Page excerpt >>
########
Sunday, August 10, 2008

Point Reyes Bird Observatory

Adiantum pedatum...Five-finger fern grotto

Mama and her fawn
I drank it all in. I let it permeate my soul.
The eucalyptus smell, the rush of the thick fog racing over the Marin headlands,
the Bolinas Lagoon, wild dill, Mt. Tam, the bridge.
My native land.
I miss it so.
And on the rare occasion that I revisit the place of my birth I feel so complete.
I feel so at home.
At ease.
Recharged.
Not so much the city itself, but getting there.
Crossing that grand structure of the Golden Gate.
The approach up the Waldo Grade.
I don't miss the pretense of Marin, just the rural landscape.
Muir Woods, although I've been there as tour guide a gazillion times in my youth, was a whole new experience with my daughter pushing me to tackle a tough trail that had a steep grade warning at its start. Way up on the mountain at a fork in the trail we paused. Hmmm. I wished I had studied the trail map more closely before we started out. And yet there were all the bars on my cell phone in that isolation. But no one would bother to answer at the ranger station to give us directions after many tries. So we waited and along came another hiking party and we asked and they confirmed the correct path to take to return down the mountain.
########
Dataset content >>
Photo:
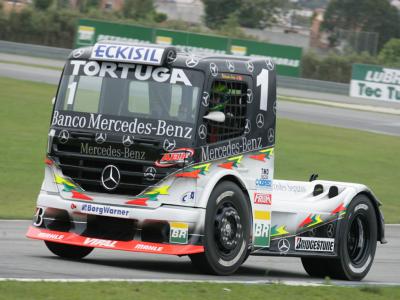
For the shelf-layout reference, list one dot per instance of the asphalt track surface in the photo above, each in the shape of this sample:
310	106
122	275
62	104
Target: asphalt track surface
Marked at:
21	258
318	114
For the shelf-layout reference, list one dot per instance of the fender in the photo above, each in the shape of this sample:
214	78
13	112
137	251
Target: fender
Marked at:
360	189
214	180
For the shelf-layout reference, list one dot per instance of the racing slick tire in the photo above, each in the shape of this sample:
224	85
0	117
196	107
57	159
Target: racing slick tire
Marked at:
357	245
226	232
68	251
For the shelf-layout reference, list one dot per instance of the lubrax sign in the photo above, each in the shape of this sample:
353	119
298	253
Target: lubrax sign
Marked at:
375	82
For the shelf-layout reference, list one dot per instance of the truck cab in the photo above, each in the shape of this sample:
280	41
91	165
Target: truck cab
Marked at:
155	150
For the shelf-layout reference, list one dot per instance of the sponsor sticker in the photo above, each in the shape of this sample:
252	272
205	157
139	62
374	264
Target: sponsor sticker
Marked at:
126	53
314	244
262	228
86	33
129	71
99	243
238	50
50	236
189	197
264	183
104	210
176	156
230	148
123	125
179	233
262	198
148	248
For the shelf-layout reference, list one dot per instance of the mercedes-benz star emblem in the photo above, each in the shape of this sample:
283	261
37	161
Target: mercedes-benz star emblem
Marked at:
283	246
100	138
127	140
169	145
271	135
63	136
150	173
78	53
202	131
270	64
249	96
250	67
260	120
110	177
192	61
247	127
213	69
330	230
206	99
230	66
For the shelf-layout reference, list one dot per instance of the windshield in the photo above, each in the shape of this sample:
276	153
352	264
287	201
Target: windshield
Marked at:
127	98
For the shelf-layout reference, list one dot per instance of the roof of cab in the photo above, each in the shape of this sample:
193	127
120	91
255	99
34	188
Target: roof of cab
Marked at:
176	57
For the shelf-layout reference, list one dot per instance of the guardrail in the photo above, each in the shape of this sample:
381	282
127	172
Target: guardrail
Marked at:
283	81
34	50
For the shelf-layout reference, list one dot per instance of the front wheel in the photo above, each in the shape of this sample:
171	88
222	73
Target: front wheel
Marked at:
68	251
357	245
226	232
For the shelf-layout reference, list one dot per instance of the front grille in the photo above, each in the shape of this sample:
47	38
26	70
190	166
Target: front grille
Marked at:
86	170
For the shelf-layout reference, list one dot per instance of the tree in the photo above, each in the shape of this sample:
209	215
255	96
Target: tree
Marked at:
217	11
362	15
390	53
250	13
42	4
138	9
258	13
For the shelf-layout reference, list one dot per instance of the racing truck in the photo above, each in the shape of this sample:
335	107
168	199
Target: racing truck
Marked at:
153	149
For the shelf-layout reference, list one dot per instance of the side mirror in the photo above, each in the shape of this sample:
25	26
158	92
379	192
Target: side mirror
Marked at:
215	116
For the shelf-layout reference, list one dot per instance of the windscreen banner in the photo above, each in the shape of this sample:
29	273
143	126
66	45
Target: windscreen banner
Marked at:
287	58
375	82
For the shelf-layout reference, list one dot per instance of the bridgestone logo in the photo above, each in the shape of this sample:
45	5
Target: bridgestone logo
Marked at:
314	244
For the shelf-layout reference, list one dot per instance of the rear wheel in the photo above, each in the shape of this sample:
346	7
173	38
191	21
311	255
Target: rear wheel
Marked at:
226	232
357	245
68	251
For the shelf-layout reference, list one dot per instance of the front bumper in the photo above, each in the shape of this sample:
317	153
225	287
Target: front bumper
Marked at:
175	230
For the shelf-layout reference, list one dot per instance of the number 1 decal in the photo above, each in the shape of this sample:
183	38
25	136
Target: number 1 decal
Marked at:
262	80
71	94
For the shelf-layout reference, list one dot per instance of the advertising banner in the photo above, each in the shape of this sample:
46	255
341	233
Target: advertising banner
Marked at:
375	82
286	58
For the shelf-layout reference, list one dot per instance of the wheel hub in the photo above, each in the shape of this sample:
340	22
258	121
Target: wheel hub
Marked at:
357	240
228	228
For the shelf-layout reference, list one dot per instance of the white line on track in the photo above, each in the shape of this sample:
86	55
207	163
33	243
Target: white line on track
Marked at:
254	282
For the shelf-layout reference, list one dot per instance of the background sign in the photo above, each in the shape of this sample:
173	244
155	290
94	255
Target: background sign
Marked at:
375	82
287	58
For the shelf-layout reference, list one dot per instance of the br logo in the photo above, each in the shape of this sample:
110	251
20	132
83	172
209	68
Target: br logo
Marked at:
178	233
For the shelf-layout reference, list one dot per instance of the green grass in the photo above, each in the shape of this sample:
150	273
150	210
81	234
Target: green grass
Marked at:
189	291
302	149
31	65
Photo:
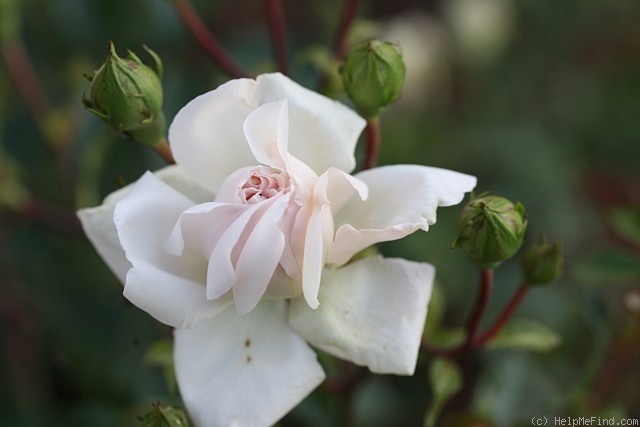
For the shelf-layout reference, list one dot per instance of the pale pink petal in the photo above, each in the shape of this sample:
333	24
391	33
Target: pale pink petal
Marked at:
402	199
371	312
221	274
267	130
323	132
337	188
199	226
246	371
314	254
206	136
99	228
98	225
259	257
170	288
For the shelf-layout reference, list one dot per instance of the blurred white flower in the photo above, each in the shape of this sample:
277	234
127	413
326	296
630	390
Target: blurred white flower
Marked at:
243	247
423	42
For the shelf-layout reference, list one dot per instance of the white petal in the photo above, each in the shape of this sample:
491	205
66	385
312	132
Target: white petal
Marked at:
199	226
314	254
221	274
246	370
207	137
371	312
99	227
267	130
168	287
322	132
259	258
402	199
173	300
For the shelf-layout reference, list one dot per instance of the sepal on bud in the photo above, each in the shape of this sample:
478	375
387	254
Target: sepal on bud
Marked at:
542	262
373	75
490	230
127	95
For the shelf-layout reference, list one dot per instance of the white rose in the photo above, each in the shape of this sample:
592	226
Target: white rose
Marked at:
243	247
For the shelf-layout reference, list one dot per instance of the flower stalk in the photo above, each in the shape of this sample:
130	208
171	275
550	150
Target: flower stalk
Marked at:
482	301
372	132
504	317
348	15
207	40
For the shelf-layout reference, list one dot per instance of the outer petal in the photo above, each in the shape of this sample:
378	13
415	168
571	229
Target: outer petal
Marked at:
206	135
246	370
267	131
322	132
402	199
170	288
371	312
98	225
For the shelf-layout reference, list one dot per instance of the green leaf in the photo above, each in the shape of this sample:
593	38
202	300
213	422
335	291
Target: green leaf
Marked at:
626	222
446	380
164	416
526	334
160	354
609	266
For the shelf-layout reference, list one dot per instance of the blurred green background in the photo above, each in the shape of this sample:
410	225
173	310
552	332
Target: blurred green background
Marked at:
539	99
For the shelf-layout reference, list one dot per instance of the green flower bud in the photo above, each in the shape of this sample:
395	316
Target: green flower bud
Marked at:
127	95
490	230
373	76
542	262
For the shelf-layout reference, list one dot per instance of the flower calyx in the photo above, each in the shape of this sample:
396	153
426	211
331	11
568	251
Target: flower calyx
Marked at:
373	75
490	230
127	95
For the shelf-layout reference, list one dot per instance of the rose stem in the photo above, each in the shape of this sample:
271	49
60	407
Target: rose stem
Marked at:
372	132
486	284
349	9
25	80
163	149
207	40
348	14
504	317
278	34
28	86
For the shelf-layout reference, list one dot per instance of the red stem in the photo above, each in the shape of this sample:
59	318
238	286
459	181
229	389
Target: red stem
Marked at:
349	10
372	132
207	40
278	34
486	285
25	80
504	317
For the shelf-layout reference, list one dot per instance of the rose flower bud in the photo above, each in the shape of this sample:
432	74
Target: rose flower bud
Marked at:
490	230
127	95
542	262
373	76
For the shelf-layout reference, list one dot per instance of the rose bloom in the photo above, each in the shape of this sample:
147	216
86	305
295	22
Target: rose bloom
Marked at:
244	247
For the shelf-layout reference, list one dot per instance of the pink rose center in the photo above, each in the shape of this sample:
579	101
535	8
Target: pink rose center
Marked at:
264	183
########
Starting at "The eucalyptus smell, the" and ending at "the rural landscape.", copy the Marin blog post again, swapping "fog" for "mist".

The eucalyptus smell, the rush of the thick mist racing over the Marin headlands,
the Bolinas Lagoon, wild dill, Mt. Tam, the bridge.
My native land.
I miss it so.
And on the rare occasion that I revisit the place of my birth I feel so complete.
I feel so at home.
At ease.
Recharged.
Not so much the city itself, but getting there.
Crossing that grand structure of the Golden Gate.
The approach up the Waldo Grade.
I don't miss the pretense of Marin, just the rural landscape.